EXERCISE DESCRIPTION: Give back every record word for word, but keep the pictures out.

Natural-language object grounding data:
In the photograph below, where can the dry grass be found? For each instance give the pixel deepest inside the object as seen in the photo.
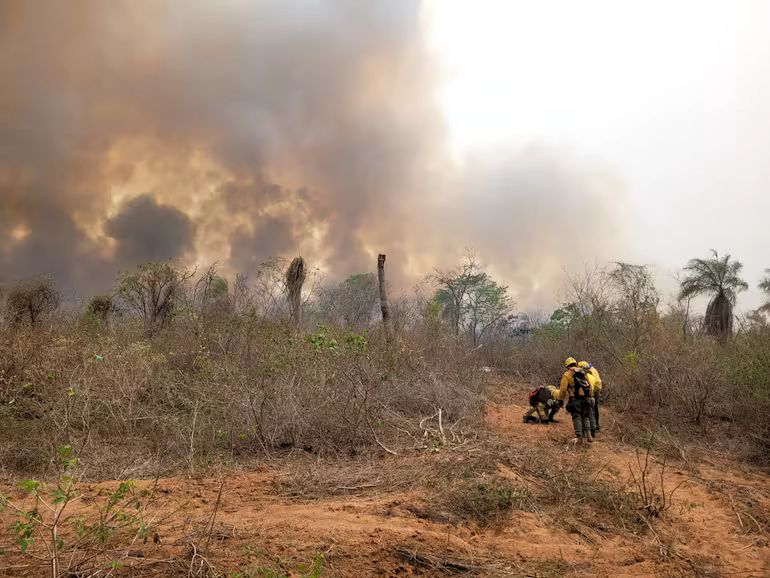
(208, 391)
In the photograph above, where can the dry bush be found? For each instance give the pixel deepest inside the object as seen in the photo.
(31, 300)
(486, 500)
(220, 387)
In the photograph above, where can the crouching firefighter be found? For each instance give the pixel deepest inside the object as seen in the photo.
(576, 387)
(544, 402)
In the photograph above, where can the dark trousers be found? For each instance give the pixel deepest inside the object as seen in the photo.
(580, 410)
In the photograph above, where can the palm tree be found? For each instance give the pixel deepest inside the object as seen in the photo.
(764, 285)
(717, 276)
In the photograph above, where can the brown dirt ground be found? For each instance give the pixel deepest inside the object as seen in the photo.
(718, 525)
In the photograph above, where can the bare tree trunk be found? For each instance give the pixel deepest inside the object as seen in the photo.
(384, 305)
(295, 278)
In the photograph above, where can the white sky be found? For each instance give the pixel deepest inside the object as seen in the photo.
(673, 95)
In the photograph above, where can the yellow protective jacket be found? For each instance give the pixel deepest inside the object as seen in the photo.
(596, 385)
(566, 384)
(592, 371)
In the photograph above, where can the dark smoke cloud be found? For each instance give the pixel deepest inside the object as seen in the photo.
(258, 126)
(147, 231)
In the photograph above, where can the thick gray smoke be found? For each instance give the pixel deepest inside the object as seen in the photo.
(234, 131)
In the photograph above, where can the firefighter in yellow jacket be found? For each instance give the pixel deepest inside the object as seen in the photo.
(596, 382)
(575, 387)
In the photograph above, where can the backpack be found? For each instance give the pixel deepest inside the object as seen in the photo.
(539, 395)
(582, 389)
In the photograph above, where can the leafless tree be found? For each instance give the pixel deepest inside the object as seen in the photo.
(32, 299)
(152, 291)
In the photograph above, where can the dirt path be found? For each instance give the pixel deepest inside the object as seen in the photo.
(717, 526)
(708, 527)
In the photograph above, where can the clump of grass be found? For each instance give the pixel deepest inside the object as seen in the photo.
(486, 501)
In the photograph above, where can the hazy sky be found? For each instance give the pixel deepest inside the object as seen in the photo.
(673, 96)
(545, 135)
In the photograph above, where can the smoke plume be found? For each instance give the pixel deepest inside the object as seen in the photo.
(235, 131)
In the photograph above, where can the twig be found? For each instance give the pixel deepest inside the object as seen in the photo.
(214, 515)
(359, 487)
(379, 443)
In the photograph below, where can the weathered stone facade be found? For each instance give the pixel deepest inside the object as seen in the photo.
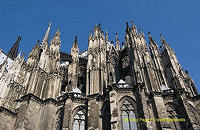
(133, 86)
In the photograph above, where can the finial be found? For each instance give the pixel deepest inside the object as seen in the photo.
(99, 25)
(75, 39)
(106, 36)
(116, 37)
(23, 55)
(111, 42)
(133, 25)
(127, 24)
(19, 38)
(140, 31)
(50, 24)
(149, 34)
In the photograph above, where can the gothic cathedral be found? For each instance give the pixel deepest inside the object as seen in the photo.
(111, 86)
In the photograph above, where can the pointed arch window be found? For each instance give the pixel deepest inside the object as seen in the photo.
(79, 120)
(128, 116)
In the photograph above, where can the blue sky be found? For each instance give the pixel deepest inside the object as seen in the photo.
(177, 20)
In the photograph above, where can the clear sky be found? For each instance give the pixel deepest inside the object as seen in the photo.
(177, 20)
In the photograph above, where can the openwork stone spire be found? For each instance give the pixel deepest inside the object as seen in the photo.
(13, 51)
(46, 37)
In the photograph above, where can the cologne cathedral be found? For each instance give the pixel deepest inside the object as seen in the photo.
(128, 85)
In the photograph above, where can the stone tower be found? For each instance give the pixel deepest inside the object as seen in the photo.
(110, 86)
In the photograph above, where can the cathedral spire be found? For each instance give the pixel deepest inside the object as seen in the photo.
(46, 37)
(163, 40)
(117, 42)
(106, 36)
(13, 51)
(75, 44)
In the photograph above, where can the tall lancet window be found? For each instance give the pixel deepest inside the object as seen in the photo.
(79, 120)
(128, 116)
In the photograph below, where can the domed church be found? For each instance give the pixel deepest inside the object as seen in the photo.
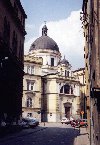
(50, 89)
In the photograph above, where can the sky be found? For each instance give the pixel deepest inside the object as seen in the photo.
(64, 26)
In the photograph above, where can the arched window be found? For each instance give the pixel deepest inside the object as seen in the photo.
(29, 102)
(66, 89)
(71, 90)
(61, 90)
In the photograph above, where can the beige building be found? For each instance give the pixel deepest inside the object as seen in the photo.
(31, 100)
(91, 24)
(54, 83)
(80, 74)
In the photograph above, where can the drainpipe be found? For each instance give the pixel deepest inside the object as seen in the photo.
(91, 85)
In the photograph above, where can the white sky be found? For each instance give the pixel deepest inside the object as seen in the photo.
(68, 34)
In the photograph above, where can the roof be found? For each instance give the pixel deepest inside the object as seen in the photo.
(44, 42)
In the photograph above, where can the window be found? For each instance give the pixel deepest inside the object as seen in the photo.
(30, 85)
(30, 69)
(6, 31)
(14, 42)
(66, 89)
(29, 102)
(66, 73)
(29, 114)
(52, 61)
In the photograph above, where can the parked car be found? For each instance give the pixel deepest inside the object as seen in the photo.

ANSWER BOX:
In the photograph below, where can the dry grass be found? For each instance give the pixel deepest inside the object as seen in the photo.
(208, 391)
In the photograph above, where can the dry bush be found? For each instance give the pixel deepest inside the object as seen in the photo.
(31, 300)
(486, 500)
(220, 387)
In the photograph above, where can the crouching firefighter be found? For each instance give the pixel deepest inside the object as seen in the photo.
(576, 387)
(544, 402)
In the photograph above, where can the dark trousers be found? For each instance give the pixel deepest inside the object as seen in the photo.
(580, 410)
In the photograph above, where can the palm tree be found? For each instance give the pixel deepest inside the object as seen in the photo.
(764, 285)
(717, 276)
In the photograph above, where can the brown dirt ground be found? For each instance give the pixel deepest inside the object as seen in the photo.
(718, 525)
In the photograph above, where can the bare tree trunk be found? For each instance give the pixel deepest inside the object as seen in the photo.
(384, 305)
(295, 278)
In the photograph above, where can the white sky be found? For each instance give the pixel deepest inside the object as seen in the photo.
(673, 95)
In the photograph above, where can the yellow protective jacket be found? For each instance give the pixel deepest inside the object as seen in the photo.
(596, 385)
(566, 384)
(592, 371)
In the photograph above, where can the dark smoke cloud be found? For each instance give the pixel deepest inside the object as seen in the photo.
(258, 126)
(147, 231)
In the photograph above, where can the thick gray smoke be found? For each instance give the pixel deepest inside the object as seen in the photo.
(234, 131)
In the photograph above, where can the firefighter in yellow jacket be found? For each instance give the pixel deepest inside the object as seen in the photo.
(596, 382)
(575, 387)
In the photograph above, where can the backpack be found? For each instance give the pixel deepest inside the object as seen in the photo.
(539, 395)
(582, 389)
In the photograph above, where can the leafless tree be found? For each instance give the pixel deepest inside the object as seen in the photo.
(32, 299)
(152, 291)
In the photograph above, where can the dirt path be found? For each instance give the pixel deepest inside the object as seen in the photo.
(717, 526)
(708, 527)
In the photograph above, where can the clump of grass be found? For each instance give the pixel deepest inside the object as seen in the photo.
(486, 501)
In the photograph above, where can the hazy sky be found? For each instance give the pixel deepest inside the object as seen in the photo.
(673, 96)
(545, 135)
In the photograph above, where can the smoke plume be found? For each instance give the pixel deepest inside the object as seen in the photo.
(235, 131)
In the photograph above, where can the twig be found? For each instance give the pixel deepest inside the object as seen in the photo.
(214, 515)
(359, 487)
(379, 443)
In the photograph below, where can the weathered stone facade be found? For each instance give the pixel deepest inside the object as seen in the photo.
(133, 86)
In the photograph above, where can the finial be found? For each instance give the pixel deepest inside the object as seen in the photo.
(99, 25)
(75, 39)
(106, 36)
(116, 37)
(23, 55)
(111, 42)
(133, 25)
(127, 24)
(19, 38)
(140, 31)
(50, 24)
(149, 34)
In the photograph above, where can the gothic cathedral be found? For each instance give the pixel deepest inside the object as seen in the photo.
(111, 86)
In the photograph above, where can the pointed arch window be found? For each instance give the pixel deepest inside the object as seen in the photo.
(79, 120)
(128, 116)
In the photograph above, where can the blue sky be found? For each instance give the pixel deepest inside the object as seen in the photo.
(177, 20)
In the photograph above, where can the clear sky be found? For each instance give the pixel deepest inside the object as seen in the photo.
(177, 20)
In the photograph above, where can the openwork stone spire be found? For each instance give the pixel deepest inside the object as seen in the photo.
(13, 51)
(46, 37)
In the photograph above, where can the cologne cathedral be found? For each instance give the pixel deepest inside the object as seen in the photo.
(128, 85)
In the photograph above, where can the stone tower be found? For each instance give the pixel deepest inside the object as seen in the photo.
(110, 86)
In the photograph above, where can the cathedral spire be found? For each instance give the pixel deepest inside the object as seen in the photo.
(46, 37)
(163, 40)
(117, 42)
(106, 36)
(13, 51)
(75, 44)
In the photograph above, where can the tall lancet window be found? For each instance give the pixel deepest inside the object as seen in the photo.
(79, 120)
(128, 116)
In the photograph below, where can the domed church be found? For each instance give the pixel deepest inside the object as seen in the photo.
(50, 89)
In the photograph above, where can the sky be found? For each instance give the pixel deepest inside the object as seen in the photo.
(64, 26)
In the photograph above, where can the arched window be found? For each instance give the pixel deepest inside the object as seen in the photo.
(29, 102)
(66, 89)
(71, 90)
(61, 90)
In the photograph above, where can the beige building be found? For each instance give the pixel deepest inside the object as seen in the photo.
(31, 100)
(91, 24)
(54, 83)
(80, 74)
In the photograph above, where can the drainpipe be found? For each instance give the pixel deepest inside the object as seen in the photo.
(91, 85)
In the photograph above, where can the white sky be found? For each instance give the pixel deepest inside the object as seen in the photo.
(68, 34)
In the photograph above, where can the roof be found? For each instance give the pixel deepest inside the object as seen in the photo.
(44, 42)
In the photograph above, where can the window be found? For each instance give the pixel deepest inside the object as seen in the photo.
(30, 85)
(30, 69)
(6, 31)
(14, 42)
(66, 89)
(29, 102)
(66, 73)
(29, 114)
(52, 61)
In the photograph above, where can the parked car be found? For each instance give the pixel deepest inside the object as seen in the photo.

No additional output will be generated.